* [The request]:
Can you set down, unchanged, everything from the line with "of the black" down to the line with "472), (781, 530)]", including both of those lines?

* [Material for the task]:
>>

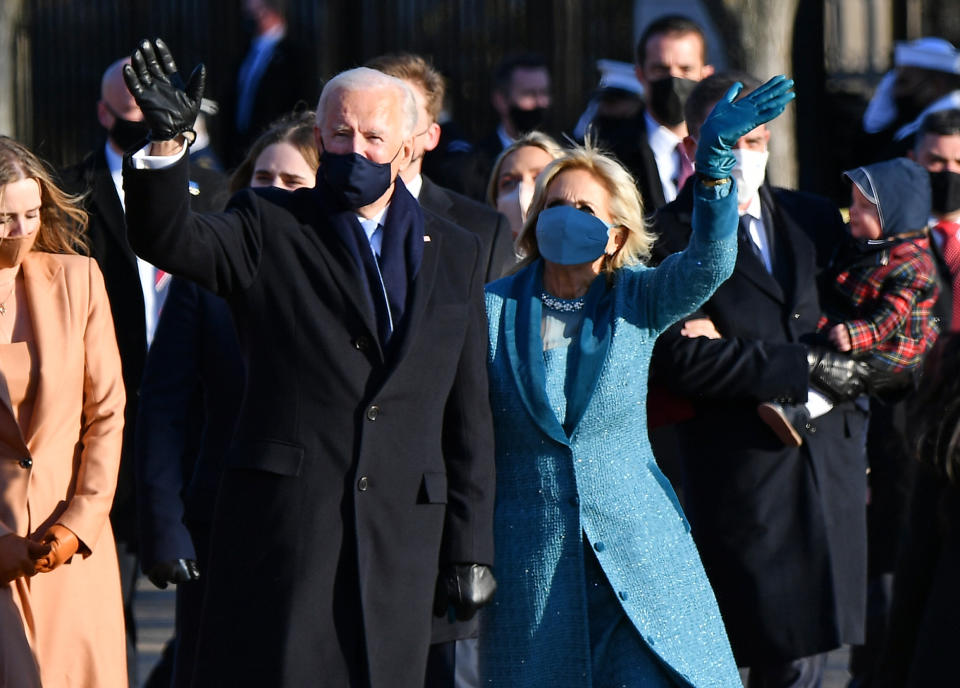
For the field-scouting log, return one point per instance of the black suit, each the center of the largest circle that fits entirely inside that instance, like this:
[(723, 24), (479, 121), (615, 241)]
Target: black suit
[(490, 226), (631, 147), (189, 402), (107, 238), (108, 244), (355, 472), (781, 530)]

<<
>>

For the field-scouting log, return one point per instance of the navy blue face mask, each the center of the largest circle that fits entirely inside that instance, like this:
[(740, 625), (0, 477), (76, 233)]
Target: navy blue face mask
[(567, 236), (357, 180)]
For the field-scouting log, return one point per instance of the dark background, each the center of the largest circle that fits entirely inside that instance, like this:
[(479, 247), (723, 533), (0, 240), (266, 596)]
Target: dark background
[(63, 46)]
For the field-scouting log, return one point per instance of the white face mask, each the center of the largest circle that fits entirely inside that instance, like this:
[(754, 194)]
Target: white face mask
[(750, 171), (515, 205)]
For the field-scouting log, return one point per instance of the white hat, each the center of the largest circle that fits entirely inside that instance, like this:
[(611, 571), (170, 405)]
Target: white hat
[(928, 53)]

<<

* [Full output]:
For the field-scouting log, return one point per instance of the black suit, each the center of the largest circle that fits entirely inside that instance, like this:
[(723, 24), (479, 121), (615, 241)]
Target: black suit
[(490, 226), (631, 147), (189, 402), (107, 238), (108, 244), (355, 472), (781, 530)]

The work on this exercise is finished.